(Location annotation dataset excerpts)
▬▬▬▬▬▬
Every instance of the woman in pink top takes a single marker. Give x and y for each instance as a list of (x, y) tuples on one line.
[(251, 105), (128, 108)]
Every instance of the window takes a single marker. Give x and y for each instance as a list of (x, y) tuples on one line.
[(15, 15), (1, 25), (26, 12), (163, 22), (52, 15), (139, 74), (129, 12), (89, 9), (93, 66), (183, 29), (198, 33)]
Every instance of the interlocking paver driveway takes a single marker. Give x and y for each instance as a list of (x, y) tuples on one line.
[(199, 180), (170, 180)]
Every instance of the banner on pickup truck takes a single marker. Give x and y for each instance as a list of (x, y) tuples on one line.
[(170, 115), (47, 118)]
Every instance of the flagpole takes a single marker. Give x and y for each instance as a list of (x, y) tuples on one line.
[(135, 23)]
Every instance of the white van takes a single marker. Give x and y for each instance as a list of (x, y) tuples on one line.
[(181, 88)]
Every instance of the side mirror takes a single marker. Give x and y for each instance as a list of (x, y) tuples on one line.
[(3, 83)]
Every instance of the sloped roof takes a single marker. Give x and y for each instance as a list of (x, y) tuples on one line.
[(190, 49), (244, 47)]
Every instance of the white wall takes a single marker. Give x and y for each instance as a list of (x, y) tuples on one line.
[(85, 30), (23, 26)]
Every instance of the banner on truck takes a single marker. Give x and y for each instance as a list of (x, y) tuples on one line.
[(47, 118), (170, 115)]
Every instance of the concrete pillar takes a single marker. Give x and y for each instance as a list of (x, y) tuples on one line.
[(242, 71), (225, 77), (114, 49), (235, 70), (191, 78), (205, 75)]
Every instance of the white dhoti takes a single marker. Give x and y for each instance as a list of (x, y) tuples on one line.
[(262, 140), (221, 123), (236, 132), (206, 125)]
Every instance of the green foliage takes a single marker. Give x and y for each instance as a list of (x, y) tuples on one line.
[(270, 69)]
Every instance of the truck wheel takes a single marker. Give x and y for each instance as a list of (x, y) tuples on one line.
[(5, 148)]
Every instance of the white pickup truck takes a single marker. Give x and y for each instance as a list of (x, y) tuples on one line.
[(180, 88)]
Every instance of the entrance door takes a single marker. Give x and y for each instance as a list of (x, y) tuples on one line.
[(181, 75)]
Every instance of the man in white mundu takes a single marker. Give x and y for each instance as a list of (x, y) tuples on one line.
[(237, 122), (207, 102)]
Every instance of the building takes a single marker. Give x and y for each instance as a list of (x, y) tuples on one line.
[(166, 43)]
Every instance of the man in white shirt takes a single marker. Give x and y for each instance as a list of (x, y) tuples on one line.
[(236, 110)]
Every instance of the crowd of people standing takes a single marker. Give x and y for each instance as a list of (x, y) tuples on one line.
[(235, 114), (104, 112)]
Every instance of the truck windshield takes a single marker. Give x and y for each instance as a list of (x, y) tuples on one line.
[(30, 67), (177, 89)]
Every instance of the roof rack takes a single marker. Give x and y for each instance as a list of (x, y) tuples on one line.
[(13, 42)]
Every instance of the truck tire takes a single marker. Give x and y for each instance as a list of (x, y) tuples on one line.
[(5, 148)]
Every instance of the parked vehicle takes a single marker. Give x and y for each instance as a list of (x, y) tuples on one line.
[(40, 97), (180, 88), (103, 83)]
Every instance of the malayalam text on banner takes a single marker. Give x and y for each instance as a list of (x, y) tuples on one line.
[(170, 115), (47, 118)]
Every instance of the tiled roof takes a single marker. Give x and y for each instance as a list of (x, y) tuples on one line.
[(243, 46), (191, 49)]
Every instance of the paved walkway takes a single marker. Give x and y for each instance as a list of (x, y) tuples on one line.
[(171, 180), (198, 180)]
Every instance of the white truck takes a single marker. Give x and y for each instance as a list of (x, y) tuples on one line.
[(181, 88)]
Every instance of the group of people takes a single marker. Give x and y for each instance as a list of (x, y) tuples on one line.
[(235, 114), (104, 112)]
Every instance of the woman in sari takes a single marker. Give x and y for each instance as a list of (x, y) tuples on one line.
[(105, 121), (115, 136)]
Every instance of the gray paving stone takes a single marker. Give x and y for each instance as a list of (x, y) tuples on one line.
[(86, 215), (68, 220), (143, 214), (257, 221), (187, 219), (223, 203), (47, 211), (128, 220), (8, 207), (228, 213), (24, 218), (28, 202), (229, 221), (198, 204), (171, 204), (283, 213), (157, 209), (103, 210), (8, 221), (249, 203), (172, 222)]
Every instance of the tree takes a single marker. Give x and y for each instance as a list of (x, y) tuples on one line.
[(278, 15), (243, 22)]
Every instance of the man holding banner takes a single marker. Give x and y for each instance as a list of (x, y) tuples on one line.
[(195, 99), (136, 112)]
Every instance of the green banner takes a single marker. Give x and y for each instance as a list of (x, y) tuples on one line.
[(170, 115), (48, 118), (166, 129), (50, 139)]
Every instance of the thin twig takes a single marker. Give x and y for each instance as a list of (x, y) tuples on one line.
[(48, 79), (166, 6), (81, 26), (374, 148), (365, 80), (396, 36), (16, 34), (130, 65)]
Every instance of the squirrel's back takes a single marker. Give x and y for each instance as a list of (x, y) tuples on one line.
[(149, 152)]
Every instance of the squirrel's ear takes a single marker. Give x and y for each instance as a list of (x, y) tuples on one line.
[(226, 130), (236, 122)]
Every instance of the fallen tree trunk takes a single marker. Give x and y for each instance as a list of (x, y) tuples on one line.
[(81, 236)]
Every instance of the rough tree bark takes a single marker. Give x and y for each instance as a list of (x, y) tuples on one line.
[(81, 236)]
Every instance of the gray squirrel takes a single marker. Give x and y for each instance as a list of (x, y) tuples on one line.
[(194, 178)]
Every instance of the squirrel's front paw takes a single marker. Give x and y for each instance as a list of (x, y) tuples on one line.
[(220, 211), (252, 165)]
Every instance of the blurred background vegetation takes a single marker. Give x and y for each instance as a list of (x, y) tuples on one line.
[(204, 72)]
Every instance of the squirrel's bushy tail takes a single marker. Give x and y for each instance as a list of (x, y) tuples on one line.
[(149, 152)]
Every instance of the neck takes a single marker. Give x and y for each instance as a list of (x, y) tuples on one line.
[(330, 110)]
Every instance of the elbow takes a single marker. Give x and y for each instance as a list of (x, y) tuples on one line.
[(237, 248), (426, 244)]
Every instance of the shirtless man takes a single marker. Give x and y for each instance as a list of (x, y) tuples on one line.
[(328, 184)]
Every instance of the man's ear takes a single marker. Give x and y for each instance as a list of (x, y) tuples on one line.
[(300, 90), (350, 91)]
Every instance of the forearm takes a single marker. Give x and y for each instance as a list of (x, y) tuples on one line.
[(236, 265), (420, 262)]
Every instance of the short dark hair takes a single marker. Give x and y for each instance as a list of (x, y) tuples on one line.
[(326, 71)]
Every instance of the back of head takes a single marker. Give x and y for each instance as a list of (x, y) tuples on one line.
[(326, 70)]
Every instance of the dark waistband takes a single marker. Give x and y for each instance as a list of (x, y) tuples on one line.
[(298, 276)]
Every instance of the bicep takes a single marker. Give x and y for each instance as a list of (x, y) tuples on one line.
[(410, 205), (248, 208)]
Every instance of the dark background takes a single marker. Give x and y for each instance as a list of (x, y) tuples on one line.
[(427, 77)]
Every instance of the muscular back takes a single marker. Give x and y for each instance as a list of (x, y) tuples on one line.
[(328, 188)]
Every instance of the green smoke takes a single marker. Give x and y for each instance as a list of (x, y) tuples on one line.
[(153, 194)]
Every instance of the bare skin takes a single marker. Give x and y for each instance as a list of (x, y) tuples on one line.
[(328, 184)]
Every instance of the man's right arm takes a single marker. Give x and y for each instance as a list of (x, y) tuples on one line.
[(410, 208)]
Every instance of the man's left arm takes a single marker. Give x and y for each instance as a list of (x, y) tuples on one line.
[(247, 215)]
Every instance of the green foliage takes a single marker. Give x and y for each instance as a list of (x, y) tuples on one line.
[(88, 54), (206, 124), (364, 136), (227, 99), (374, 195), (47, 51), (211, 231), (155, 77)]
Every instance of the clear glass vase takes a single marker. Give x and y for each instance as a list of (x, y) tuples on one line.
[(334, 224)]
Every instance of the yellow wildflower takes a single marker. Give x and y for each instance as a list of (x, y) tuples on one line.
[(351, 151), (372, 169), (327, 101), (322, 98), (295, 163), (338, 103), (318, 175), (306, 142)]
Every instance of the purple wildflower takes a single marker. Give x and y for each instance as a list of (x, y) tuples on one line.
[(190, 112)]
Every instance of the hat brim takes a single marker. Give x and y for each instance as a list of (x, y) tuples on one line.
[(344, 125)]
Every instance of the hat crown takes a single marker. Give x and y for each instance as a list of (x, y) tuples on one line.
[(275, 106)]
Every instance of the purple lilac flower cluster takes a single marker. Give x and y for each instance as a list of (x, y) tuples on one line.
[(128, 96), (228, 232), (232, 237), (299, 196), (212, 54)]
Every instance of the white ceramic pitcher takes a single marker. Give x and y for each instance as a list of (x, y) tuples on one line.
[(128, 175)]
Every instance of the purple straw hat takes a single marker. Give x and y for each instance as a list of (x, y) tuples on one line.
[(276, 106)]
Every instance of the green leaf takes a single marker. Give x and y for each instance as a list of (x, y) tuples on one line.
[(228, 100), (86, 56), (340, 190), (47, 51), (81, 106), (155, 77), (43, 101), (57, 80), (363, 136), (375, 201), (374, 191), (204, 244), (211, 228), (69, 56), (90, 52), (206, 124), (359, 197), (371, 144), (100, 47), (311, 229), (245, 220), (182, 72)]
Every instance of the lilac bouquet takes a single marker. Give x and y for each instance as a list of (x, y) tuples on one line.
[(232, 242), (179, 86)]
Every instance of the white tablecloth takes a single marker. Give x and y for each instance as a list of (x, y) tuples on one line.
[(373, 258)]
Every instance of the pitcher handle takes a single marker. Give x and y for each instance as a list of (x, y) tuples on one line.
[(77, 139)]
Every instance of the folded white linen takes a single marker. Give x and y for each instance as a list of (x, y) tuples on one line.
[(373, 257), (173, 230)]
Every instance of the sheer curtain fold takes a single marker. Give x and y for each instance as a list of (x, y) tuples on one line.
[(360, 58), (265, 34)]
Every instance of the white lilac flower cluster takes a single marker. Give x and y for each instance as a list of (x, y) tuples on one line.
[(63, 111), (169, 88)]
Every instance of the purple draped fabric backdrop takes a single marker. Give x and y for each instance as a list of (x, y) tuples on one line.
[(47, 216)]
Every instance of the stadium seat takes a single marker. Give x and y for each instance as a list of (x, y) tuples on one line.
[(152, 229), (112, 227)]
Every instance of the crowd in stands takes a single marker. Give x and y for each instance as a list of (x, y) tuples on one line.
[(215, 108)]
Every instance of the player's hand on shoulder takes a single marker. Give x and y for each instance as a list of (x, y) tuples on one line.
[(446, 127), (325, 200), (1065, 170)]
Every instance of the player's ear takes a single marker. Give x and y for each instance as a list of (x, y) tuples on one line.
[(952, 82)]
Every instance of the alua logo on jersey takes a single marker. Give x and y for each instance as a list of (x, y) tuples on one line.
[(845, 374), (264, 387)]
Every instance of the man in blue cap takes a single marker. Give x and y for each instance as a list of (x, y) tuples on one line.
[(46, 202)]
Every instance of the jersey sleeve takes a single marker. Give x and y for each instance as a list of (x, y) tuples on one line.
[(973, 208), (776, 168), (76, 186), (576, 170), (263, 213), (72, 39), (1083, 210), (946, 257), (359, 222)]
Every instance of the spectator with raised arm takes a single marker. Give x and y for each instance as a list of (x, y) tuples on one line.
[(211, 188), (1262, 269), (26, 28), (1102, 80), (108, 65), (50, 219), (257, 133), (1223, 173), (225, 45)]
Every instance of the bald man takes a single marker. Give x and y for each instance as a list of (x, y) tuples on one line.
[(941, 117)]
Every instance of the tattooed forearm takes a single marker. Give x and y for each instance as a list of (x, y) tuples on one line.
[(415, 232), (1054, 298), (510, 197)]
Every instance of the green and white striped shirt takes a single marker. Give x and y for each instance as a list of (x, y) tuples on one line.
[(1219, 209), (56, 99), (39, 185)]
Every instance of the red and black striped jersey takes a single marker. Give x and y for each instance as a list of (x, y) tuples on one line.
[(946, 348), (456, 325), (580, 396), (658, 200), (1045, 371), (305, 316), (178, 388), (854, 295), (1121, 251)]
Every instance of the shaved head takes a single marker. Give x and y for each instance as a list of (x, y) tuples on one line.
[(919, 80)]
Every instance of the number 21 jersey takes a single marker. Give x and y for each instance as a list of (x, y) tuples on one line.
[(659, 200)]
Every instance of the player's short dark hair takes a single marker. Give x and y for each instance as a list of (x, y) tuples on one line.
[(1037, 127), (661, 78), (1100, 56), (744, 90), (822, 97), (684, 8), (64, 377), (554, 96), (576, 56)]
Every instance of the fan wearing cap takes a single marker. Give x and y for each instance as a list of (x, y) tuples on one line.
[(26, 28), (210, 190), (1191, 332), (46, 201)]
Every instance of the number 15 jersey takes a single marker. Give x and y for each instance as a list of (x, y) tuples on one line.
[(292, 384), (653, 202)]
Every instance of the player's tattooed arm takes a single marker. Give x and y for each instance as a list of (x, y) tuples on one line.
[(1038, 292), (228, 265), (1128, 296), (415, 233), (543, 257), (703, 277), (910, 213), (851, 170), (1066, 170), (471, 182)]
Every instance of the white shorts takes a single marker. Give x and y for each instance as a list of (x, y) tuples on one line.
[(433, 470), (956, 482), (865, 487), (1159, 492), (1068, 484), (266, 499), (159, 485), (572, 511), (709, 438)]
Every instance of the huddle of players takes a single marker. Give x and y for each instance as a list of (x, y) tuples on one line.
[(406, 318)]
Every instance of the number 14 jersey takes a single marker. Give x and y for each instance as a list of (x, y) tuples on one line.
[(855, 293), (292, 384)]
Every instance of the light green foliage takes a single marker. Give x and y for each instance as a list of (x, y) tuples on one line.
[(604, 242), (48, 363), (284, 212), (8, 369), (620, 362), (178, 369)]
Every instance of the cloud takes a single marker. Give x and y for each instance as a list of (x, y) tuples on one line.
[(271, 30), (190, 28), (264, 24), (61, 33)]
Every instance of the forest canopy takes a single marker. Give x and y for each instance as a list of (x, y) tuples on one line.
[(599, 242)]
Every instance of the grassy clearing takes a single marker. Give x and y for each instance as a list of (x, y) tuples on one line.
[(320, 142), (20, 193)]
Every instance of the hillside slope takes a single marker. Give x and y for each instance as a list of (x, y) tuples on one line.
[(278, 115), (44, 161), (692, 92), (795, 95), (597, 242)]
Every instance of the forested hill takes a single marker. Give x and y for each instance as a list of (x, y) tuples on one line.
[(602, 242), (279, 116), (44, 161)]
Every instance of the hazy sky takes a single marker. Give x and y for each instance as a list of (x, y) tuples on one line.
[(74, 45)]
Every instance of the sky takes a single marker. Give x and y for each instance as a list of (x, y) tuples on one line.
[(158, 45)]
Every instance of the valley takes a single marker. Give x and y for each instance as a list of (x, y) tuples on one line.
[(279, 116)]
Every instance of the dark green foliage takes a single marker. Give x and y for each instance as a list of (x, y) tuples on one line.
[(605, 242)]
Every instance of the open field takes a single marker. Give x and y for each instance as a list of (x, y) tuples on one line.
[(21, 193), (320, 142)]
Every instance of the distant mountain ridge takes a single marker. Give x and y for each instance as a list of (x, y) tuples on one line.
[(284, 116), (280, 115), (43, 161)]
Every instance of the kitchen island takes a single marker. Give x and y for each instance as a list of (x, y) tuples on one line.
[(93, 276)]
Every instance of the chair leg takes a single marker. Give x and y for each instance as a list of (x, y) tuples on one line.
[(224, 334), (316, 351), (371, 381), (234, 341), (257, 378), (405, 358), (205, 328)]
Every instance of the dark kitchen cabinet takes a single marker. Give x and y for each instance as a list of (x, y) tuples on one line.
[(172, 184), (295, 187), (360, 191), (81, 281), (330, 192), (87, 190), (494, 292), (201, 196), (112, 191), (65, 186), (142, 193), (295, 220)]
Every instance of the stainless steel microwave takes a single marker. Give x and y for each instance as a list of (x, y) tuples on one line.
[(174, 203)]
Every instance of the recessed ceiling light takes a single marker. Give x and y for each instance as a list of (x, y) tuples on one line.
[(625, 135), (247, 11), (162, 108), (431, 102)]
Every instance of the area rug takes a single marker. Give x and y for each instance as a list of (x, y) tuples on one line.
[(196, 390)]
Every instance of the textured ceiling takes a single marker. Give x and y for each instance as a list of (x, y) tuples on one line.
▬▬▬▬▬▬
From the line containing "Every instance of the kitchen" down to the final line of the data, write out every line exactly; both the first and last of these belong in your answer, and nothing else does.

Every instance of the kitchen island takes a single marker. Give x and y for each instance as a list of (x, y) tuples on one line.
[(93, 276)]
Every instance of the chair leg takes a single marker. Give x and y for each instance as a list of (x, y) tuples on one line.
[(224, 334), (316, 351), (371, 381), (234, 341), (257, 378), (405, 358), (205, 328)]
Every instance of the dark kitchen cabinet takes a single marker. Give x and y for each instance as a list of (x, y) tuples on one line.
[(172, 184), (295, 187), (360, 191), (81, 281), (330, 192), (87, 190), (494, 292), (201, 196), (112, 191), (65, 186), (142, 193), (295, 220)]
Every instance of the stainless steel microwave takes a single marker. Give x and y for each instance as a list of (x, y) tuples on one line.
[(174, 203)]
Every instance of the recessed ceiling light takes a single marker. Give x and y for each instance as a list of (x, y) tuples on one line.
[(625, 135), (247, 11), (162, 108), (431, 102)]
Every instance of the area rug takes a single marker. Give x and y for each instance as a list of (x, y) tuples on one line.
[(196, 390)]
Every instance of the textured ceiling takes a single marker. Give x and y for each instance as a list of (x, y) tuples on one line.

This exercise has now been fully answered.